_Records shown_.
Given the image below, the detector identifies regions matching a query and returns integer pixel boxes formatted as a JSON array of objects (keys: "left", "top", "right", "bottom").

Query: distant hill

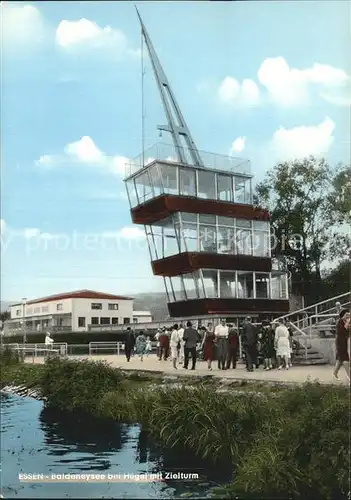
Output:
[
  {"left": 0, "top": 300, "right": 16, "bottom": 312},
  {"left": 0, "top": 292, "right": 168, "bottom": 321},
  {"left": 133, "top": 292, "right": 169, "bottom": 321}
]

_Exercise goal_. Pick out every line of the entries above that contains the string "right", and copy each one in full.

_Task result_.
Given the image below, the detector identifies regions matching a query and returns integer pixel boxes formatted as a JSON array of objects (keys: "left", "top", "right", "bottom").
  {"left": 0, "top": 300, "right": 16, "bottom": 312},
  {"left": 0, "top": 292, "right": 168, "bottom": 321},
  {"left": 133, "top": 292, "right": 169, "bottom": 321}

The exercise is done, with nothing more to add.